STORED RECORDS |
┌────────
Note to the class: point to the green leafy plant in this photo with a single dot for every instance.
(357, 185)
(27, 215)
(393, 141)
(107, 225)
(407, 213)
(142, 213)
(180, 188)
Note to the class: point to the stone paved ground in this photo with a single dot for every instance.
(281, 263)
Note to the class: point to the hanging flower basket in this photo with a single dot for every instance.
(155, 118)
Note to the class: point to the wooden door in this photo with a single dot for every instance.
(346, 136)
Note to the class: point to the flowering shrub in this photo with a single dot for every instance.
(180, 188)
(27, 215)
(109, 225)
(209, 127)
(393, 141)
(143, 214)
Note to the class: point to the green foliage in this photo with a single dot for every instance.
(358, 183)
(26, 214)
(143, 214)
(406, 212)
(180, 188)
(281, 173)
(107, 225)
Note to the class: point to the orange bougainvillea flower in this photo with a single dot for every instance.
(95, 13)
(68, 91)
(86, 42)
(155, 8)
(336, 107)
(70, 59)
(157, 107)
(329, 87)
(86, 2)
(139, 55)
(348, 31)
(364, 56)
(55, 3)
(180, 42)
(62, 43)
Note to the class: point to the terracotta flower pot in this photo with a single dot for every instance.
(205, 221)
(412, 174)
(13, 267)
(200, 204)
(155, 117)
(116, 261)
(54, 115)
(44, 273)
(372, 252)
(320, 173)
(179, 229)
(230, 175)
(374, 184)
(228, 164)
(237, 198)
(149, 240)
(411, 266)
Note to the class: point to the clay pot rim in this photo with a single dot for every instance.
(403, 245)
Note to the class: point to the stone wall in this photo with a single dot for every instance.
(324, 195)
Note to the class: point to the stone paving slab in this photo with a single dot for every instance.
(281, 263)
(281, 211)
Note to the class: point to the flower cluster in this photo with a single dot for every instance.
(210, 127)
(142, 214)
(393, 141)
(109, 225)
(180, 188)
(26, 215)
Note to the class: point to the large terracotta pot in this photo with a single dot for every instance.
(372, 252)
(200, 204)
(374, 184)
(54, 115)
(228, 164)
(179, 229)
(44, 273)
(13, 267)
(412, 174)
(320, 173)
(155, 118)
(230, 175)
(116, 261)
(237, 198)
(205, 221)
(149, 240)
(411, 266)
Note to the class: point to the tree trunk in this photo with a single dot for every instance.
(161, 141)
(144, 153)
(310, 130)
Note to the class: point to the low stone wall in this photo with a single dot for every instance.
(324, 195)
└────────
┌────────
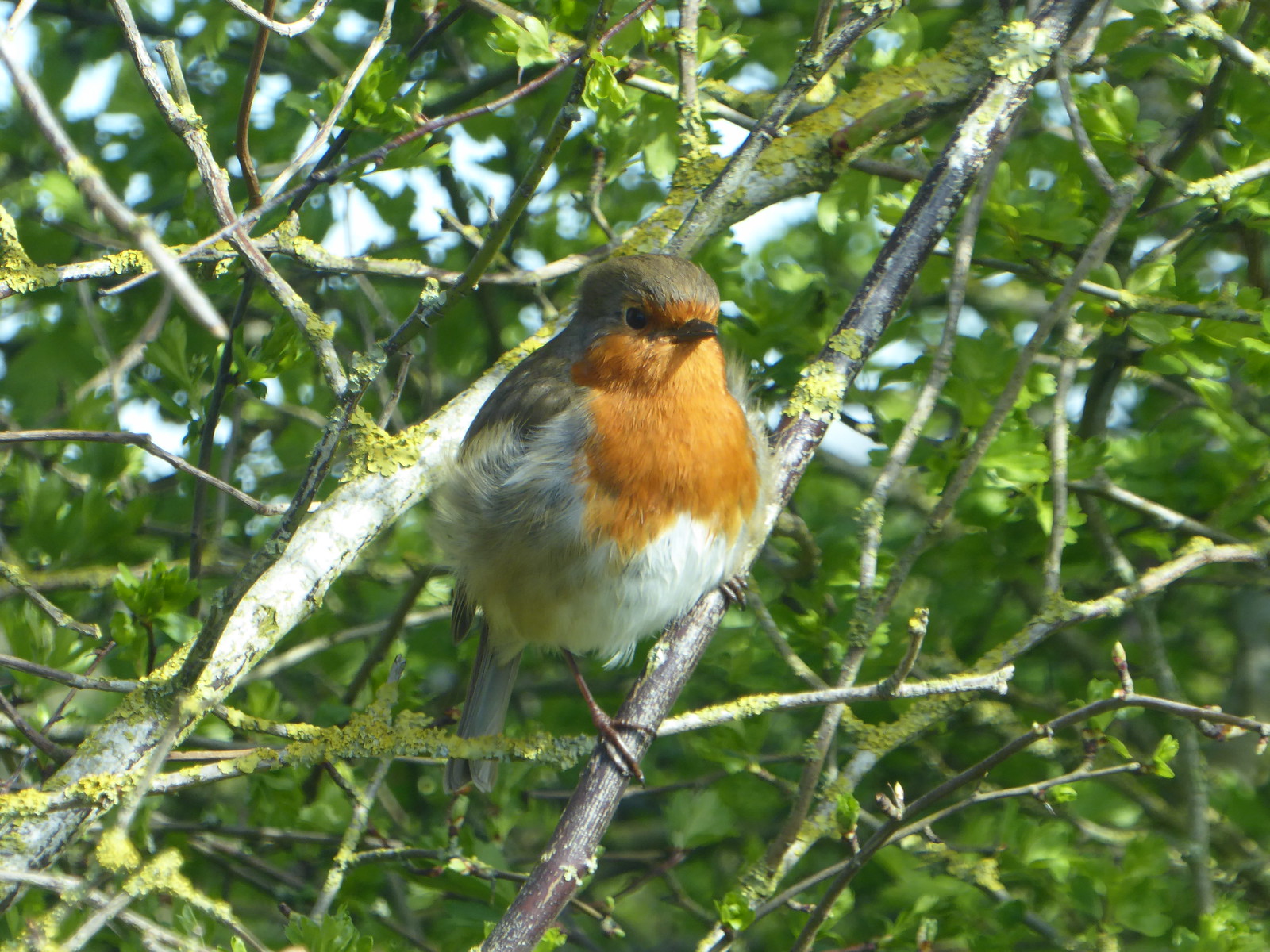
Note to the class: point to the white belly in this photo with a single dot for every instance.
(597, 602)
└────────
┌────────
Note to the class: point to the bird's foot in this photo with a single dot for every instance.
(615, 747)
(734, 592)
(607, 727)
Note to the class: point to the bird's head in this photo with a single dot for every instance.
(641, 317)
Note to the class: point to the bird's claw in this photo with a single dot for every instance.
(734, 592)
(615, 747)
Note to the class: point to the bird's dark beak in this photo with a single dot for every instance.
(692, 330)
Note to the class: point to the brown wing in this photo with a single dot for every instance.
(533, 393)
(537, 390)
└────────
WHAT TO DO |
Locate every line in the records above that contains the string "green" and copy each such line in full. The match is case-sensitive, so uppercase and lowercase letters must be treated as distinct.

CORRECT RESULT |
Note to the class: point to the green leafy plant in this photo with a single dot for every instance.
Note to the class: point to the green foliage in this photo with a single dot for every instance.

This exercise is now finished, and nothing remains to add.